__Text for analysis__
________

Cats are fascinating animals, and observing them from day to day is a source of constant surprises. Understanding their body language and behaviors is key to establishing a stronger bond. You can also use some of your pet’s soft spots for training purposes – and catnip is definitely one of them!
Why are the cats crazy for catnip, and how does it influence their brain? Let’s start by taking a look at the plant’s origins and application to understand its specifics better.
What is catnip?
Catnip is a plant with Mediterranean origins. Currently, the species is present in Europe, Asia, Australia, North America, and North Africa. Due to its pleasant smell and taste, catnip served the ancient Romans as a spice. It’s a medicinal plant with a long history of use and various therapeutic properties. It has a diuretic, calming, and diastolic effect, among others.
For centuries, catnip has been used as a medicine against colds, gastric, and kidney issues. But let’s not forget that it’s also a beautiful plant, and thus it is often used for decorative purposes.
The scent of catnip is quite intense – it resembles rose jam. Some consider it pleasant, and some don’t – it depends on the preferences. However, you won’t find a single cat that doesn’t adore it!
Why do the cats love catnip?
The essential oils in catnip make cats literally go mad! The reason is simple – it contains an organic chemical compound named nepetalactone. The substance is still under research, but for now, we know that it impacts the cat’s behavior the same way the pheromones do.
That explains why the animals – regardless of their sex – start behaving similarly to the female cats in heat when exposed to catnip. Most likely, the nepetalactone activates the pleasure center in the cat’s nervous system, stimulating dopamine production. Thus, the reaction of the cat to catnip may indeed resemble a narcotic high.
However, it’s worth noting that catnip doesn’t work as a drug in terms of long-term effects. There are two fundamental differences. First – the cat cannot get addicted to catnip. Second – after the short “high”, the animal loses interest in the plant for quite some time. So, you don’t have to worry about creating any dependency with catnip. It’s entirely safe for your animal.
Do all the cats respond to catnip?
It’s actually a myth that all the cats adore catnip. The susceptibility to the effect of nepetalactone depends on the genetic factors – some cats don’t show much interest in the plant because they lack the particular receptors. As far as now, the affection for the plant isn’t linked to any particular breed. It’s just a genetic lottery.

________

__Listed entries__
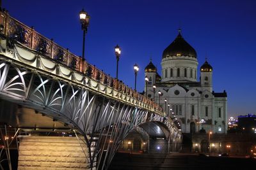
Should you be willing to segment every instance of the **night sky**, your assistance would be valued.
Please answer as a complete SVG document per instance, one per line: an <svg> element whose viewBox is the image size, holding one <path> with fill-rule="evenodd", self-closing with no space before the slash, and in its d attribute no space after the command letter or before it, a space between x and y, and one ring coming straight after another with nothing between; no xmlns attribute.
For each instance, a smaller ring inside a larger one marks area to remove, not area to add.
<svg viewBox="0 0 256 170"><path fill-rule="evenodd" d="M197 52L198 70L207 57L213 67L213 90L227 92L228 116L256 113L255 0L3 0L2 8L77 55L82 53L78 15L84 8L91 16L86 60L115 77L118 44L118 78L134 88L137 63L141 92L150 57L161 74L163 51L180 27Z"/></svg>

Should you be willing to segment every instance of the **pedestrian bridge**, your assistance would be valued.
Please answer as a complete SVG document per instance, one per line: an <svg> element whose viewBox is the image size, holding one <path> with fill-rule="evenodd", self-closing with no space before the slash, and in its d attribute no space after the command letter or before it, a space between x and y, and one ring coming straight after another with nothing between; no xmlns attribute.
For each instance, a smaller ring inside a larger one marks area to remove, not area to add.
<svg viewBox="0 0 256 170"><path fill-rule="evenodd" d="M136 129L149 138L164 135L179 150L181 131L159 105L7 12L0 14L1 135L9 165L14 139L20 169L99 169L100 161L100 169L108 169L119 145ZM147 132L150 126L166 130ZM4 138L10 127L12 141ZM61 153L76 159L52 161Z"/></svg>

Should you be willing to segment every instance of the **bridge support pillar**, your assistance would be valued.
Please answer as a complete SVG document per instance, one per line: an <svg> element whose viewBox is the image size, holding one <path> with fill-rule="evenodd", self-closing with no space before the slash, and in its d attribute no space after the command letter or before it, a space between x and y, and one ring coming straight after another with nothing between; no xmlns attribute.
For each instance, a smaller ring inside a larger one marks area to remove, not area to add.
<svg viewBox="0 0 256 170"><path fill-rule="evenodd" d="M76 137L19 138L18 169L92 169L88 148Z"/></svg>

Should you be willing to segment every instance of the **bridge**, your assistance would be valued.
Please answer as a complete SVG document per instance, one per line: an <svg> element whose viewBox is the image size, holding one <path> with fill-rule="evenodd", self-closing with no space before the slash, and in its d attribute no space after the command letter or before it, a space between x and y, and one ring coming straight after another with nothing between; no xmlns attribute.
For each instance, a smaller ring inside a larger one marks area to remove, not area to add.
<svg viewBox="0 0 256 170"><path fill-rule="evenodd" d="M106 169L132 131L148 139L158 128L168 151L182 140L154 101L7 11L0 12L0 167L5 161L10 169L13 145L19 169Z"/></svg>

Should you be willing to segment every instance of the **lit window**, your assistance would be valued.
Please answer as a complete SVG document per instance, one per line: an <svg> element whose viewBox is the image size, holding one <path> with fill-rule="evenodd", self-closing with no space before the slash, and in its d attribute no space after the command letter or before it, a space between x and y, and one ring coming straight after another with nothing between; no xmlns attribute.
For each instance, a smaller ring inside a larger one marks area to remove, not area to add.
<svg viewBox="0 0 256 170"><path fill-rule="evenodd" d="M171 69L171 71L170 71L170 76L171 76L171 77L172 77L173 76L173 69Z"/></svg>
<svg viewBox="0 0 256 170"><path fill-rule="evenodd" d="M221 117L221 108L219 108L219 117Z"/></svg>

________

__Exercise details__
Please go on with the article about cats and catnip, writing onward from its final sentence.

__Response to this exercise__
There is, actually, another plant that works the same (if not stronger) on cats. It’s valerian – a plant commonly used for medicinal purposes as a mild herbal sedative. Most cats go crazy when smelling valerian, behaving the same way as when exposed to catnip.
How do the cats react to catnip?
Cats smelling catnip is a true spectacle. Observing its behavior at this particular moment can be fascinating, since the cat enters the state closely resembling the narcotic high. The reaction can be triggered by dried catnip or fresh catnip plant.
When the cat finds catnip, it starts to sniff it intensely. It’s followed by licking and biting. The animal then starts rubbing against the plant – just like when it’s trying to leave its smell on the things in the house to mark them. The rubbing intensifies – the cat may even start rolling around over the plant. This narcotic-like state lasts for around 10 minutes. Then, things come back to normal.
Is all the feline family crazy for catnip?
Yes – it’s not only domestic cats that go crazy when exposed to the plant. The same happens to wild cats, including lions, tigers, pumas, and other felines. Kittens, however, remain indifferent to the catnip’s scent until they reach sexual maturity. That confirms the hypotheses of nepetalactone resembling the mating pheromones when it comes to scent.
How can you use catnip’s potential?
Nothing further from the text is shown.